Input rows |
━━━━━━━━━━
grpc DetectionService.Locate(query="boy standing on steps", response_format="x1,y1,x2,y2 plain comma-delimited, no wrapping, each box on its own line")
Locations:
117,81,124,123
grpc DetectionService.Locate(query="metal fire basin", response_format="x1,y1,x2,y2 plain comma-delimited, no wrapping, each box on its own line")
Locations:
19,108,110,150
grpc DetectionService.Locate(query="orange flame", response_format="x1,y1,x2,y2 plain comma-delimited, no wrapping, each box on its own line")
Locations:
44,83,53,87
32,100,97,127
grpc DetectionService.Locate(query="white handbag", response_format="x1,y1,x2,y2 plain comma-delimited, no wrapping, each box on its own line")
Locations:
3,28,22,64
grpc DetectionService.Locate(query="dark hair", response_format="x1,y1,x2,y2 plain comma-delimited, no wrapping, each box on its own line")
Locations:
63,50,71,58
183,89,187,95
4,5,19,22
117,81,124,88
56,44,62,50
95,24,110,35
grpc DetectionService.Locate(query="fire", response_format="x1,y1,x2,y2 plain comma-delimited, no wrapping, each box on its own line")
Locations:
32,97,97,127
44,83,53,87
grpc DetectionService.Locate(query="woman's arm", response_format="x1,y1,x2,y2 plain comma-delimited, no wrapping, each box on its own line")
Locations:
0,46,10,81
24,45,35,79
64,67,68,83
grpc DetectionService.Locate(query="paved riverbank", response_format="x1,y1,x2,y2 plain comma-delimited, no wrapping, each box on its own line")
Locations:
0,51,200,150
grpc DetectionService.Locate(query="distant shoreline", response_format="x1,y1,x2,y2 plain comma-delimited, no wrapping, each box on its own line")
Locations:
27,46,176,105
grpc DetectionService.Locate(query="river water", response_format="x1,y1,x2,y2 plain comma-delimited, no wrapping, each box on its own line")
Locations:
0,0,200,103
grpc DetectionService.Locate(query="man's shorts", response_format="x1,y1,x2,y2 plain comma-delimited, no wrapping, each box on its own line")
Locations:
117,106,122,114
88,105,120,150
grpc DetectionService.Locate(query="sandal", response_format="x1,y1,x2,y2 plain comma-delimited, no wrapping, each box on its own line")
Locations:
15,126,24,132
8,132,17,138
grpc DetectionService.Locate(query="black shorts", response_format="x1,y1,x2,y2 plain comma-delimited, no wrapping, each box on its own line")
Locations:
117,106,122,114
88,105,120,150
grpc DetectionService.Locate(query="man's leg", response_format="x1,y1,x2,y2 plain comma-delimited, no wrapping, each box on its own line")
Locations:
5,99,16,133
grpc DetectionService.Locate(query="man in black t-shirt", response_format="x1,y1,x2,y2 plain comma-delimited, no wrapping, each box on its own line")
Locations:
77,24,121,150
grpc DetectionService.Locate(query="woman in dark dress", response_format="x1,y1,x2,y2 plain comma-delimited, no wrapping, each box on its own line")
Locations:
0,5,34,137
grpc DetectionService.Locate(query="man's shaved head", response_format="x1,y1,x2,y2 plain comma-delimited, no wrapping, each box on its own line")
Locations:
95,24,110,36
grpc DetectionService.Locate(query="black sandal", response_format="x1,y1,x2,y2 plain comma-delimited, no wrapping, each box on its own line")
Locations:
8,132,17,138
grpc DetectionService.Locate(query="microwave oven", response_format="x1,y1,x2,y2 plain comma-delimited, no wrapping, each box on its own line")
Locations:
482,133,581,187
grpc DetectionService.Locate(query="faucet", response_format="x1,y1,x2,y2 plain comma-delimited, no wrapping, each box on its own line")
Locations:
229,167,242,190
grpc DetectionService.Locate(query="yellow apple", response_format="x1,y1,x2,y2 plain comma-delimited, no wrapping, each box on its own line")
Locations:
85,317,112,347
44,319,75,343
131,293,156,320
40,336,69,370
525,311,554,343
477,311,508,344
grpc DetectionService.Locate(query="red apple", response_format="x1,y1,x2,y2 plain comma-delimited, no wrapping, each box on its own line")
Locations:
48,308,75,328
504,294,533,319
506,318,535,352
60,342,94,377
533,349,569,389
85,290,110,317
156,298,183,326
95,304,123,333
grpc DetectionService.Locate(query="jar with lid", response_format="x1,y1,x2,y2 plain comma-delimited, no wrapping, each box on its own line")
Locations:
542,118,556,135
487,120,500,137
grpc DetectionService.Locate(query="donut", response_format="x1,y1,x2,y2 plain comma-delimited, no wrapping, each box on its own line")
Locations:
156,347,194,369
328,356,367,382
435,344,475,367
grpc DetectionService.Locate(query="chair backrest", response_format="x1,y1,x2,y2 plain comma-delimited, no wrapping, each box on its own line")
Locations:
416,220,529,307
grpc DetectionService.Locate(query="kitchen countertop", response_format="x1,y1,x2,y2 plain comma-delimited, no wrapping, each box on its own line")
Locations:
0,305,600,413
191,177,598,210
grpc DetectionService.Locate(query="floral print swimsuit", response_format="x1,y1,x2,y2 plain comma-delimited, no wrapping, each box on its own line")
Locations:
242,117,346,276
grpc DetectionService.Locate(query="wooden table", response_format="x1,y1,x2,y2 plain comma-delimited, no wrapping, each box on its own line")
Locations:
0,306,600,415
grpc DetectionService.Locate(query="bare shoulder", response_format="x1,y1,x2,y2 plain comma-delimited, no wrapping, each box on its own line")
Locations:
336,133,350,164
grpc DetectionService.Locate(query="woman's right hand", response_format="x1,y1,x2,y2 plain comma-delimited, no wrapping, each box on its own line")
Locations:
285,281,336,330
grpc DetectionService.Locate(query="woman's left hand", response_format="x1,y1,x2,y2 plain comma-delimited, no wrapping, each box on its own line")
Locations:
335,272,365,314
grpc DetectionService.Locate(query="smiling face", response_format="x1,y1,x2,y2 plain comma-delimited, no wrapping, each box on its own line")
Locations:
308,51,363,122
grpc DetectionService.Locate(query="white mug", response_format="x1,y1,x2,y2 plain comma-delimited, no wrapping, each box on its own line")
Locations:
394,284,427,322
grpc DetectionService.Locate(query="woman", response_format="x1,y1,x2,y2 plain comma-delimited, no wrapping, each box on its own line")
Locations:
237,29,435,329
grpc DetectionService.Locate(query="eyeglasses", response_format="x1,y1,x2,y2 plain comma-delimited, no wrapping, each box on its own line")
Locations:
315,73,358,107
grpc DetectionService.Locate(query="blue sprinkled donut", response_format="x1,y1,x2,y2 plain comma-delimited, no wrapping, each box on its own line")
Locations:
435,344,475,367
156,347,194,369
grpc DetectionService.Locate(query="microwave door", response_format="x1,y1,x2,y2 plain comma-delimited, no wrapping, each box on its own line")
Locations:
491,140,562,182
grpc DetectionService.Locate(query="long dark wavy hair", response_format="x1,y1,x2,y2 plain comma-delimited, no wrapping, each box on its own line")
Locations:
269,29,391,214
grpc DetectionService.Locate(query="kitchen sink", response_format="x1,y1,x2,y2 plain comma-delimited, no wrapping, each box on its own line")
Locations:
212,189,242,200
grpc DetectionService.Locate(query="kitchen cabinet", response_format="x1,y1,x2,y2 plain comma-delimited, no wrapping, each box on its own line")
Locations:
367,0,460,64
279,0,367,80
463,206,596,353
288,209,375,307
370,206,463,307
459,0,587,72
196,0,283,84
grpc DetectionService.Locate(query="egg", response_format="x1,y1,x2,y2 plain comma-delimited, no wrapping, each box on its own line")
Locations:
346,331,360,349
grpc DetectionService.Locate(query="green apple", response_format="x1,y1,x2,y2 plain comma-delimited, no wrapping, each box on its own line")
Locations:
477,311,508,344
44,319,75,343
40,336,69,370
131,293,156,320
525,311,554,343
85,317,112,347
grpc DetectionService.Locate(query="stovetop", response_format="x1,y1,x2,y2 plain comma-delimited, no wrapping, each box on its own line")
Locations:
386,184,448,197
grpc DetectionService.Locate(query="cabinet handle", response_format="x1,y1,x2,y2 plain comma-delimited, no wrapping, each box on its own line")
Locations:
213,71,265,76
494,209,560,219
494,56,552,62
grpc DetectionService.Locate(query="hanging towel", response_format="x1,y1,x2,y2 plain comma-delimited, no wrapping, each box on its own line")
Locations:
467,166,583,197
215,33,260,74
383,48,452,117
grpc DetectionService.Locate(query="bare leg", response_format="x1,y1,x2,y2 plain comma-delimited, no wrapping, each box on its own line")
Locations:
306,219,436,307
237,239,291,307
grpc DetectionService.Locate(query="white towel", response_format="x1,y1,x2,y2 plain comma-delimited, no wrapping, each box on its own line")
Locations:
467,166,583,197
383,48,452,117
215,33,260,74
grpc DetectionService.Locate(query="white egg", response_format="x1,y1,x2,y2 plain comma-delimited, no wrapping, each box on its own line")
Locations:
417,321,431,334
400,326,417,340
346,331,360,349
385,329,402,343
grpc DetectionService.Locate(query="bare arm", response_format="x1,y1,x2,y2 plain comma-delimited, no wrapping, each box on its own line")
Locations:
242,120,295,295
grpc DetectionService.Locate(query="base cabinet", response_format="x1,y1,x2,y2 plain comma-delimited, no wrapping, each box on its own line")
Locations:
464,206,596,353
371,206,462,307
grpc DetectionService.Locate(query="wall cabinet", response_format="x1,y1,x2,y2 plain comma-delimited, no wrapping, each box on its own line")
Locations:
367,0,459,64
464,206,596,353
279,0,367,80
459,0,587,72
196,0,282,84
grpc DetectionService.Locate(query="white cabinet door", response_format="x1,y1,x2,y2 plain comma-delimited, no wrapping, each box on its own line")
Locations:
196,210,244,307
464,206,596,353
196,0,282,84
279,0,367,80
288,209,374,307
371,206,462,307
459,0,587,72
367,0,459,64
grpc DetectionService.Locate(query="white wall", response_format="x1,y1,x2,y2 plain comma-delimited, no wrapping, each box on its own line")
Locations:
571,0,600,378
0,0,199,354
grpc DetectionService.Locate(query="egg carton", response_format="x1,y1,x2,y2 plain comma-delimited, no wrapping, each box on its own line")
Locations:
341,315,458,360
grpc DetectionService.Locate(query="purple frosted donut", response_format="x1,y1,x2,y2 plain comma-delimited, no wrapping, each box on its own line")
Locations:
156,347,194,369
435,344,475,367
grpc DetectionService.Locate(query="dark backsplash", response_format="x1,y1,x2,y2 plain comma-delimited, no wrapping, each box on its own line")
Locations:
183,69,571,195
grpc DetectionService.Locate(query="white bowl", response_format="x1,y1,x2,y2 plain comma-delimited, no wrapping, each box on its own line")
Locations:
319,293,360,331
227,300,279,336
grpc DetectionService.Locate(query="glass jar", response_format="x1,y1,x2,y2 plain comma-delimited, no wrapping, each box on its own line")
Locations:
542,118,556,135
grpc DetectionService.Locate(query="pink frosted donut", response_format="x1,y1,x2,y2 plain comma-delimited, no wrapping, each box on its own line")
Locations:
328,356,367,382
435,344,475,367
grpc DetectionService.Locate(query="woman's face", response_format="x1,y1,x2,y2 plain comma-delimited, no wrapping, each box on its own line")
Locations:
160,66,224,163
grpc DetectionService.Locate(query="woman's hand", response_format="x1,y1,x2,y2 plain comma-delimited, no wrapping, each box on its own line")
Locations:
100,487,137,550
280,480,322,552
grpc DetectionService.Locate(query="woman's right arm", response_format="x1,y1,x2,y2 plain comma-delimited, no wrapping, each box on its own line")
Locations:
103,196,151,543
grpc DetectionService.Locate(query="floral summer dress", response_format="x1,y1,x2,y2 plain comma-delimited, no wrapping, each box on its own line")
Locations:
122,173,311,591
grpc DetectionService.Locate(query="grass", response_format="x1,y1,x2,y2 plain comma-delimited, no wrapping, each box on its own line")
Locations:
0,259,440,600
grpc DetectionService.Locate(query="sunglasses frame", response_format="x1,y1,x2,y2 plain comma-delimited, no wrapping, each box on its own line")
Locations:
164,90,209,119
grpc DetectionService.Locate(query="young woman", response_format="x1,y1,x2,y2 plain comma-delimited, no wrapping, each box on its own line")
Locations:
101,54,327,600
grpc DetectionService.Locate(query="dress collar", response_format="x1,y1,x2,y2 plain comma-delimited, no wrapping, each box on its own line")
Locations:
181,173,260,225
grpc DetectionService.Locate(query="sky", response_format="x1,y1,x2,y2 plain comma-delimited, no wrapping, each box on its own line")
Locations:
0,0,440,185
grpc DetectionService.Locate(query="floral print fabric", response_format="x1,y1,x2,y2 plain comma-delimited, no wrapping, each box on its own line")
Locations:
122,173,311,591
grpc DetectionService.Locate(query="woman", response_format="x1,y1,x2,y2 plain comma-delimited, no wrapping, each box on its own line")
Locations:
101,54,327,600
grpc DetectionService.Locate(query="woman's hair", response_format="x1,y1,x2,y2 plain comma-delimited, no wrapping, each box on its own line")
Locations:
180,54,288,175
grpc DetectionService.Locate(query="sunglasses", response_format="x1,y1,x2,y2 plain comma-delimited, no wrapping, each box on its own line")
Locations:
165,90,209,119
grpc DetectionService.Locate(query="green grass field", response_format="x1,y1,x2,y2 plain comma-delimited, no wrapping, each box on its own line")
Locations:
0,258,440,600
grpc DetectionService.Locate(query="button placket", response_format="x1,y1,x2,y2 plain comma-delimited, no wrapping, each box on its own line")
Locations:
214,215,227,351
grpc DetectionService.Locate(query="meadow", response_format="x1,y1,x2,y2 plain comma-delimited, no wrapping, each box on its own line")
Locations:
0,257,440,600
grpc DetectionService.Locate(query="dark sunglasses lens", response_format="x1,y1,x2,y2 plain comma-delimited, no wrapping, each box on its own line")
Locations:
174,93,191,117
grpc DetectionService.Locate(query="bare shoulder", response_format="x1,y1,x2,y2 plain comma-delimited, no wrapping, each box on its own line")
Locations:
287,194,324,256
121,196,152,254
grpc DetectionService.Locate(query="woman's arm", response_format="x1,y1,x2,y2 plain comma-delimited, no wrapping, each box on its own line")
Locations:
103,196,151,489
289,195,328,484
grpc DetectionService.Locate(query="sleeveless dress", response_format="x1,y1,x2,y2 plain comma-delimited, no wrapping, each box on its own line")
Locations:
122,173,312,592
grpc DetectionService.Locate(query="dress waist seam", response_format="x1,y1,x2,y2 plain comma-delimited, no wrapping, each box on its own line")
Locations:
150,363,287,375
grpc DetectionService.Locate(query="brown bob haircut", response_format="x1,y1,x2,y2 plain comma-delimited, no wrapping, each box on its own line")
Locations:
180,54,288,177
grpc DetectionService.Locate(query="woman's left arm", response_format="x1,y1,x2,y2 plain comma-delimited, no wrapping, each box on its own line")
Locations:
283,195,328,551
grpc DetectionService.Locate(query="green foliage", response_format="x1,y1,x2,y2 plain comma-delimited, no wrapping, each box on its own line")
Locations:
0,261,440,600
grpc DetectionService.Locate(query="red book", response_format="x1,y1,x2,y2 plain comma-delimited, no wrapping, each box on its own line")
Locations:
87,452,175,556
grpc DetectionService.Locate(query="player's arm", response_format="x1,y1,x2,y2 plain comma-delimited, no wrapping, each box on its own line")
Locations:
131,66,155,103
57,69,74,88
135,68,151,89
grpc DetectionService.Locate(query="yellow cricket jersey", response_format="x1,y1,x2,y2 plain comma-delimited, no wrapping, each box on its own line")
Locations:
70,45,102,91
━━━━━━━━━━
Task instructions | Transcribe the data without changes, from its first line through the line that contains "19,108,110,150", including both.

Task output |
grpc DetectionService.Locate(query="boy standing on steps", response_format="x1,y1,x2,y2 plain comma-delimited, no wrapping, each box on its own line")
Locations:
117,81,124,123
grpc DetectionService.Locate(query="metal fire basin", response_format="x1,y1,x2,y2 plain comma-delimited, no wrapping, each box on its own line")
Locations:
19,108,110,150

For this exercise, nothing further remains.